-------- Supplied records

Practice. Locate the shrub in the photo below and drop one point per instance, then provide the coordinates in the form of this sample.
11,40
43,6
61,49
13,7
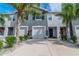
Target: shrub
63,37
10,40
1,44
23,38
74,39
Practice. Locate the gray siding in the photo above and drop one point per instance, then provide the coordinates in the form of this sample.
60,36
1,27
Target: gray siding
75,23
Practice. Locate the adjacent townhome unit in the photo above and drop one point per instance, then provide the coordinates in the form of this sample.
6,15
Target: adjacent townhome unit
45,25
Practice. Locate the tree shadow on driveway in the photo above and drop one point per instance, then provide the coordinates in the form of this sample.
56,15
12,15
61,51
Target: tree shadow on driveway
67,44
35,41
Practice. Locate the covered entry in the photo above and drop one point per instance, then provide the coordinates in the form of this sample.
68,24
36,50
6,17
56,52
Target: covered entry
38,32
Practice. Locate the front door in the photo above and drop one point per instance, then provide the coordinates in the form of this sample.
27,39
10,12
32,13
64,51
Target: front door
50,32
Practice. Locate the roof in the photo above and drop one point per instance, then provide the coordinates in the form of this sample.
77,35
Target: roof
6,8
51,7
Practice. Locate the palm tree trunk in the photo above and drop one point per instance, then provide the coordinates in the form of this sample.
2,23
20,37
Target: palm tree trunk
17,29
71,30
67,32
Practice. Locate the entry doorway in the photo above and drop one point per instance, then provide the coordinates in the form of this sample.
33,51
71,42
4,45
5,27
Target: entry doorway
53,32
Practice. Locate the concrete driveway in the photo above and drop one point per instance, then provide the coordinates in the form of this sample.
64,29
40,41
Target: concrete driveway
45,48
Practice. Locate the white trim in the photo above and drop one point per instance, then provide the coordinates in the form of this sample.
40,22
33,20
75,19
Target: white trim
25,26
75,28
40,26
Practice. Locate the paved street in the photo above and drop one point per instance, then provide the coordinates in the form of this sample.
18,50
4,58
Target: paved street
45,48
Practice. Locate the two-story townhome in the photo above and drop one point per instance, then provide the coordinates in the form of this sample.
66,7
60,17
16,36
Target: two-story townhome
36,27
46,25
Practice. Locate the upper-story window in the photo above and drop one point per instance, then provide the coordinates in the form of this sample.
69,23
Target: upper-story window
38,17
50,17
2,30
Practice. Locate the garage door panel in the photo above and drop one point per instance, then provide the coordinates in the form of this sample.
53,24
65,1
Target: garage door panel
38,32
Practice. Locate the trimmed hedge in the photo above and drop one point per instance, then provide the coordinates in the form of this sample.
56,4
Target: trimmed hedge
1,44
10,40
23,38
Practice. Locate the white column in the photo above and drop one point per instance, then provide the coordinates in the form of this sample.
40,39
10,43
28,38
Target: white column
58,33
6,31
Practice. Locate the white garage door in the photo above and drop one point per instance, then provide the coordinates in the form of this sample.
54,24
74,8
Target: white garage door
38,32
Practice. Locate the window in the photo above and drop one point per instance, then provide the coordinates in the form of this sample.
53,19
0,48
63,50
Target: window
10,31
50,17
1,30
38,17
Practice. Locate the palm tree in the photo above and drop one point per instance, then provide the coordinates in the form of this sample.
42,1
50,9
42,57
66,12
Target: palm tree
2,18
22,8
68,13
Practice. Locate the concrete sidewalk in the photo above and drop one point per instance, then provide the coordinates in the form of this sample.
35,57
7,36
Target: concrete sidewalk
44,48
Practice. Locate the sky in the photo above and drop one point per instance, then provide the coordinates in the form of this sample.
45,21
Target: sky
51,7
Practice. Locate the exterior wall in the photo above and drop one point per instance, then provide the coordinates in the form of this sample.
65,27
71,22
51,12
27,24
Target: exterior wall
75,23
56,21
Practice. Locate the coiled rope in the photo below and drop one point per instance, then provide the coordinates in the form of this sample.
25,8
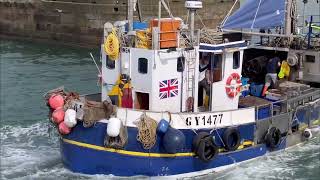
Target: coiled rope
147,134
111,45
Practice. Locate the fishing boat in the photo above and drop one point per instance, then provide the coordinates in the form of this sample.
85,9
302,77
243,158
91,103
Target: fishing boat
159,114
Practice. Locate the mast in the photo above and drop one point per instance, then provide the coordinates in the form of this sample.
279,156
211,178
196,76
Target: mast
288,20
192,6
130,15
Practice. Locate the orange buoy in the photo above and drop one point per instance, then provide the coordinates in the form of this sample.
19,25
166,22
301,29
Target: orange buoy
56,101
58,115
63,128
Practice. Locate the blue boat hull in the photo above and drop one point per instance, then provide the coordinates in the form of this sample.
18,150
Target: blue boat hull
82,151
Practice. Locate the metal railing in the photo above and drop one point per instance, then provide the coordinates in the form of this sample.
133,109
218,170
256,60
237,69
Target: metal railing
288,105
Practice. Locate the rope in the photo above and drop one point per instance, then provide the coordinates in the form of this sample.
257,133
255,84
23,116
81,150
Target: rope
112,45
255,16
147,134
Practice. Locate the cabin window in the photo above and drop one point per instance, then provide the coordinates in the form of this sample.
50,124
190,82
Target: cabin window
236,60
110,64
143,65
180,64
310,59
141,101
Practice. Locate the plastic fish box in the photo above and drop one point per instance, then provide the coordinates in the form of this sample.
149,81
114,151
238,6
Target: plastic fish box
264,112
168,31
262,106
256,89
138,26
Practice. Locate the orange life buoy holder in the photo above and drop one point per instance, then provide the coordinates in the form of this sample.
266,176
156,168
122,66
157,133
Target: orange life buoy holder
233,85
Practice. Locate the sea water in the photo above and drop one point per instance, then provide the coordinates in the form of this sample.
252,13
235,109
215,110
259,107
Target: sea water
30,148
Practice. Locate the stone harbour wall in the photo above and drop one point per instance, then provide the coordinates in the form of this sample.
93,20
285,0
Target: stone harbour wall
80,22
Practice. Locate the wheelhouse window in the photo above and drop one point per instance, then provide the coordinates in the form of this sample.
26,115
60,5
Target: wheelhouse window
110,64
217,68
180,64
310,59
236,60
143,65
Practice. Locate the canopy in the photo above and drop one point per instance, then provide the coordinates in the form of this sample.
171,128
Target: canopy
257,14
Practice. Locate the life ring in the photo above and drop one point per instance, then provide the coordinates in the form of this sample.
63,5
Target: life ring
273,137
204,147
231,139
233,85
307,133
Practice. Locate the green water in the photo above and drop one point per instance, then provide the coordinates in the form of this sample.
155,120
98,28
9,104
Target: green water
30,151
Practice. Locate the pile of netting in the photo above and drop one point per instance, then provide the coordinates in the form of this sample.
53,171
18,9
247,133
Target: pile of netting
147,134
118,142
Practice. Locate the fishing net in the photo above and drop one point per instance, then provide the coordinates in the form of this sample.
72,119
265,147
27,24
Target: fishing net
95,111
147,134
117,142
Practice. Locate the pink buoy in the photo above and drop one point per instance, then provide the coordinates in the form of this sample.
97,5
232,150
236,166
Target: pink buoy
56,101
63,128
58,115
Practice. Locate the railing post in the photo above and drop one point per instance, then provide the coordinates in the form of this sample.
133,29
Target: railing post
310,32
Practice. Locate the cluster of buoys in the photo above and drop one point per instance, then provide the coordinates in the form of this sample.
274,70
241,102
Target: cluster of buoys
173,139
64,119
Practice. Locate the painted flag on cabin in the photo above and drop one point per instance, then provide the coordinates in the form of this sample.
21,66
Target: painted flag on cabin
168,88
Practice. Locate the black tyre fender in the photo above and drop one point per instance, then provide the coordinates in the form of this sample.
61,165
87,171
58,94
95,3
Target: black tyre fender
204,147
273,137
196,140
231,139
207,150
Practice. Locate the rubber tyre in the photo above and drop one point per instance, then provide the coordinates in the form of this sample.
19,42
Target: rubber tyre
273,137
231,139
207,150
196,140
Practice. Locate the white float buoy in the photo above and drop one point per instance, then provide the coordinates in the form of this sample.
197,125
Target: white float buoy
113,129
70,118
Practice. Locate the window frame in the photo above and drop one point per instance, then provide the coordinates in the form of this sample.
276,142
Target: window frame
308,60
236,60
108,61
140,63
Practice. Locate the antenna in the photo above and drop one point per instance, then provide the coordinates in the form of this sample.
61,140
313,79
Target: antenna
192,6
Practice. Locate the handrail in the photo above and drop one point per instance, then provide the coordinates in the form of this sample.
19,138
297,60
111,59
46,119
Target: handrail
287,102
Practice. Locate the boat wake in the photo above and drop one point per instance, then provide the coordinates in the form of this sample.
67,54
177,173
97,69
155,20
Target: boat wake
298,162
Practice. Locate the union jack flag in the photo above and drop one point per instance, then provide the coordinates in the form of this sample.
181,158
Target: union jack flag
168,88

----------------

**Exercise requirements:**
The answer must consist solely of the number of lines in the listing that include the string "below".

**Exercise response:**
2